(Pointing records for named objects):
######

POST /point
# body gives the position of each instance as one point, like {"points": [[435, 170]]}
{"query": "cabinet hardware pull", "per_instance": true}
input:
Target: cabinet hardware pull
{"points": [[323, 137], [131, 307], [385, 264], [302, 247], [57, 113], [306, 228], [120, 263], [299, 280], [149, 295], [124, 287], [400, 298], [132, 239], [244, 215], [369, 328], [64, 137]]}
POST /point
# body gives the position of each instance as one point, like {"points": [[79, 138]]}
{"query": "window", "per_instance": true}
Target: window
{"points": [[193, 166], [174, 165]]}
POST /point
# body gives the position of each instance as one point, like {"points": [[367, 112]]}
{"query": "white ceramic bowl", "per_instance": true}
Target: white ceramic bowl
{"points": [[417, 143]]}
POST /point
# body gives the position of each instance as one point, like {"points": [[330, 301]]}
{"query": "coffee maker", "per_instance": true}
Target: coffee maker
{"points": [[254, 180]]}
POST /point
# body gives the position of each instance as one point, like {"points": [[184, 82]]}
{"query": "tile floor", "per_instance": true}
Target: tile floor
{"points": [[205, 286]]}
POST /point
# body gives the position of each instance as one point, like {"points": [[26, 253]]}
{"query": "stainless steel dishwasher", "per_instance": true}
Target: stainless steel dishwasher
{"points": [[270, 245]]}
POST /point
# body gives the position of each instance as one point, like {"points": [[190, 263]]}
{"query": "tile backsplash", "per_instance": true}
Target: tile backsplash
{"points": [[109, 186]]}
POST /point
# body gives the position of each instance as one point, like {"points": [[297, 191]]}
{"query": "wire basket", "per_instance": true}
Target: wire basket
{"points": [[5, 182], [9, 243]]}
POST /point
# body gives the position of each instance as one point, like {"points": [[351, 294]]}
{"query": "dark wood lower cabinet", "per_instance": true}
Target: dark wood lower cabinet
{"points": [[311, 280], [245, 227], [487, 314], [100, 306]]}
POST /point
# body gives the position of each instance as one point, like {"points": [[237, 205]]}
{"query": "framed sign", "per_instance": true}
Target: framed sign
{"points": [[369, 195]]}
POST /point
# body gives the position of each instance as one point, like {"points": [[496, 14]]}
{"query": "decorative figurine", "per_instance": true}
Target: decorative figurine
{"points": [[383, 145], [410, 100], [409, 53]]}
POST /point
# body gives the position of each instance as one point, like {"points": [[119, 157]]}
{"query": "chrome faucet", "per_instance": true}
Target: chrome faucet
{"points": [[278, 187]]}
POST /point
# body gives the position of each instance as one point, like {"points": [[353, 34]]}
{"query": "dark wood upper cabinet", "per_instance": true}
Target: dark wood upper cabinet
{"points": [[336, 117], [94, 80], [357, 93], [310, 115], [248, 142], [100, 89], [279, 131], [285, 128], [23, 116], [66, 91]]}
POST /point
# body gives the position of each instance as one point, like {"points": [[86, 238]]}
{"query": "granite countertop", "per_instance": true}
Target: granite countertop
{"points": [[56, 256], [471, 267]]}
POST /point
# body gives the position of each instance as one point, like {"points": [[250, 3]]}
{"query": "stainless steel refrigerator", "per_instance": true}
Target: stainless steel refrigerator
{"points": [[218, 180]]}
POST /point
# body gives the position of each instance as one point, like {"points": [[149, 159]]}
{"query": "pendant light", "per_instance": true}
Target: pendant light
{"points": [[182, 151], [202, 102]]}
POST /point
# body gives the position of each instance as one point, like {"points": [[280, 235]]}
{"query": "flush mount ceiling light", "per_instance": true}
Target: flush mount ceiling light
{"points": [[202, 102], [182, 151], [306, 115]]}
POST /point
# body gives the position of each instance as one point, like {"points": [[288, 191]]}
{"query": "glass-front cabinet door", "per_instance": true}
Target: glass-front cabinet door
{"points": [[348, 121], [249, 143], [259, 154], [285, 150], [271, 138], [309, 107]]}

######

Collect every line of the data above that contains the string "upper", and copy each one in full.

{"query": "dark wood upper cabinet", "per_instance": true}
Target: dark wood upper cabinet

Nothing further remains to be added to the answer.